PROVIDED TEXT:
....
As this magazine goes to press, Senate Democrats are set to present the country with America’s most unwanted Christmas gift: a shotgun overhaul of the country’s health care system that would hike taxes, inflate the deficit, and raise insurance premiums, all while dramatically expanding the government’s role in health care.
Senate Majority Leader Harry Reid claims that Democrats now have a 60-vote majority that would allow them to trump a Republican filibuster and push the country’s most polarizing piece of legislation toward a final vote this morning. But while that could be a political victory for Democrats and President Obama, who has praised the Senate bill for including “95 percent” of what he wants, the successful passage of the bill would mark a setback for fiscal responsibility and set the stage for a large new burden on American taxpayers. Even without its two most unpopular elements – a government insurance “public option” and a Medicare expansion for those as young as 55 – the Senate bill remains a spectacularly bad deal.
Literally the biggest problem with the legislation is the cost: an expected $871 billion over the next 10 years. Republicans charge that this price tag actually understates the true cost of the legislation, which they peg as high as $2.5 trillion. Not to worry, counsels President Obama:
“For all those who are continually carping about how this is somehow a big spending government bill, this cuts our deficit by $132 billion the first 10 years, and by over a trillion in the second. That argument that opponents are making against this bill does not hold water.”
Appealing as the president’s arithmetic might be, the $132 billion in savings is largely illusory: It is based on the Congressional Budget Office’s (CBO) projections of promised cuts – for instance, a 21 percent reduction in Medicare physician payments scheduled to go into effect in 2010 – that Congress has yet to make and, likely, never will. History offers a sobering guide. Despite repeated Congressional pledges to cut Medicare costs, it is now the country’s largest government program and a perennial drain on the federal budget. With $89 trillion in unfunded future liabilities, it will also remain one for years to come.
....
SUPPLIED ENTRIES:
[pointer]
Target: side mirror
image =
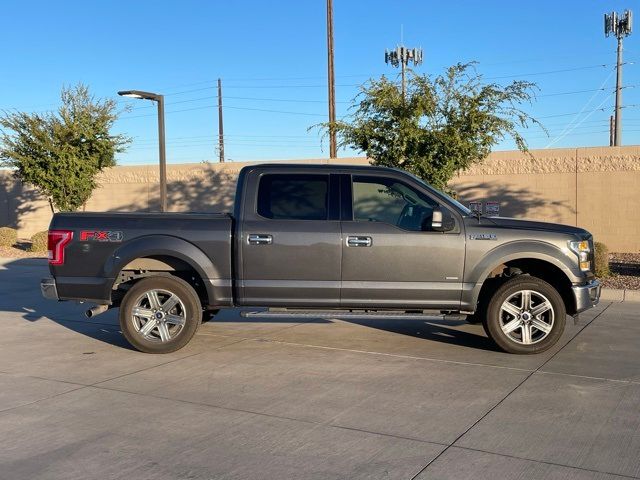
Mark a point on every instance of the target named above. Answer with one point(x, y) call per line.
point(441, 221)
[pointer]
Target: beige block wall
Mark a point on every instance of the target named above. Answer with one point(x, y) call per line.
point(595, 188)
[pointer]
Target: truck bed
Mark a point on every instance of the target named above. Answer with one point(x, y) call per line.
point(105, 242)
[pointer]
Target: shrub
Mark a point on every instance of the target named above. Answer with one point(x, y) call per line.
point(39, 242)
point(602, 260)
point(8, 236)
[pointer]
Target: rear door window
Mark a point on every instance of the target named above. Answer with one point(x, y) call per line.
point(293, 196)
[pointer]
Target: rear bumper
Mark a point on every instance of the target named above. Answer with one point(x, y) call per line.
point(48, 288)
point(587, 296)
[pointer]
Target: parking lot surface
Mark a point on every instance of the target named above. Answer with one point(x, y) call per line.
point(319, 399)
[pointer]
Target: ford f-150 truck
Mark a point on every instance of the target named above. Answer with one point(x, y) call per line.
point(318, 240)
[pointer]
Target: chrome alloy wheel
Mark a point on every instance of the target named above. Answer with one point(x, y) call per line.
point(158, 315)
point(526, 317)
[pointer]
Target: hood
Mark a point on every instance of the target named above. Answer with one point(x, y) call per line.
point(516, 223)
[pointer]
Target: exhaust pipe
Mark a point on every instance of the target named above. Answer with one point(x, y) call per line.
point(97, 310)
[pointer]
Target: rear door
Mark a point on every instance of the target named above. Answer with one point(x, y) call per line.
point(290, 240)
point(390, 255)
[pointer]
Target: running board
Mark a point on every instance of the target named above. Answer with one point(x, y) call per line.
point(398, 314)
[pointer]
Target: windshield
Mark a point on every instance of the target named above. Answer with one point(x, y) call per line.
point(464, 210)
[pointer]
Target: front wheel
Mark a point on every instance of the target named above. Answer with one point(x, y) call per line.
point(160, 314)
point(525, 315)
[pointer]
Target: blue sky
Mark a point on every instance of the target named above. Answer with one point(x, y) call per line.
point(271, 57)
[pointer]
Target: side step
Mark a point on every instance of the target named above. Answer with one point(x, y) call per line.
point(382, 314)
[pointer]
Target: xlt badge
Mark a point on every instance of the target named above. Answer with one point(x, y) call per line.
point(483, 236)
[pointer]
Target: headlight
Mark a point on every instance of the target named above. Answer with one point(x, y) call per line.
point(582, 250)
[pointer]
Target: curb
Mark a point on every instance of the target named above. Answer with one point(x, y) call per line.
point(619, 295)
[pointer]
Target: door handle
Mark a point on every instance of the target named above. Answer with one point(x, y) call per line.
point(259, 239)
point(359, 241)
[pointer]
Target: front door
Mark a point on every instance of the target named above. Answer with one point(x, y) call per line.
point(390, 255)
point(291, 254)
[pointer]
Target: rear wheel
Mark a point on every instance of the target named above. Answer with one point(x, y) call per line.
point(525, 315)
point(160, 314)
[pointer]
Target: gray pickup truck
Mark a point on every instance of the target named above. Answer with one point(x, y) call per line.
point(324, 240)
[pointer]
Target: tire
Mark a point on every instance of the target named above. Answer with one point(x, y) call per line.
point(512, 322)
point(147, 301)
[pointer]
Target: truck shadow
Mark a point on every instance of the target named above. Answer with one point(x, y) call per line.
point(434, 329)
point(20, 294)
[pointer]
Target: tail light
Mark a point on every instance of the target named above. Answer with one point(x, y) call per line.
point(56, 241)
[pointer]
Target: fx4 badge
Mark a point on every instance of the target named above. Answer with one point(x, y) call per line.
point(101, 236)
point(483, 236)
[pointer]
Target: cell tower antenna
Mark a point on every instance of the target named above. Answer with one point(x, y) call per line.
point(620, 27)
point(401, 57)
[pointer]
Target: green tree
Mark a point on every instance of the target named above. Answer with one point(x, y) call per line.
point(60, 153)
point(442, 126)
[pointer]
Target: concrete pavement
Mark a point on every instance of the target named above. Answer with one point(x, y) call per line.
point(323, 399)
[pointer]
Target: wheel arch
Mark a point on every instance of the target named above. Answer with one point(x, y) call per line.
point(163, 253)
point(538, 259)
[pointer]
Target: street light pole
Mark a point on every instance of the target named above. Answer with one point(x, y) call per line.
point(161, 142)
point(162, 155)
point(333, 145)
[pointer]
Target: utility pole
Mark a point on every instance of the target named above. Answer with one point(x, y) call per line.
....
EXERCISES TO COMPLETE:
1. In the article on the Senate health care bill, rewrite everything from "Appealing as the" down to "years to come.", using "cautionary" in place of "sobering".
2. Using the article on the Senate health care bill, decide whether each statement agrees with it, answering yes or no and quoting the deciding words: (a) President Obama says the bill cuts the deficit by $132 billion in its first 10 years. (b) The Senate bill includes a government insurance public option. (c) Republicans put the true cost of the legislation as high as $2.5 trillion.

ANSWERS FOR EACH ITEM:
1.
Appealing as the president’s arithmetic might be, the $132 billion in savings is largely illusory: It is based on the Congressional Budget Office’s (CBO) projections of promised cuts – for instance, a 21 percent reduction in Medicare physician payments scheduled to go into effect in 2010 – that Congress has yet to make and, likely, never will. History offers a cautionary guide. Despite repeated Congressional pledges to cut Medicare costs, it is now the country’s largest government program and a perennial drain on the federal budget. With $89 trillion in unfunded future liabilities, it will also remain one for years to come.

2.
(a) Yes: "this cuts our deficit by $132 billion the first 10 years"
(b) No: "Even without its two most unpopular elements – a government insurance “public option” and a Medicare expansion for those as young as 55"
(c) Yes: "which they peg as high as $2.5 trillion"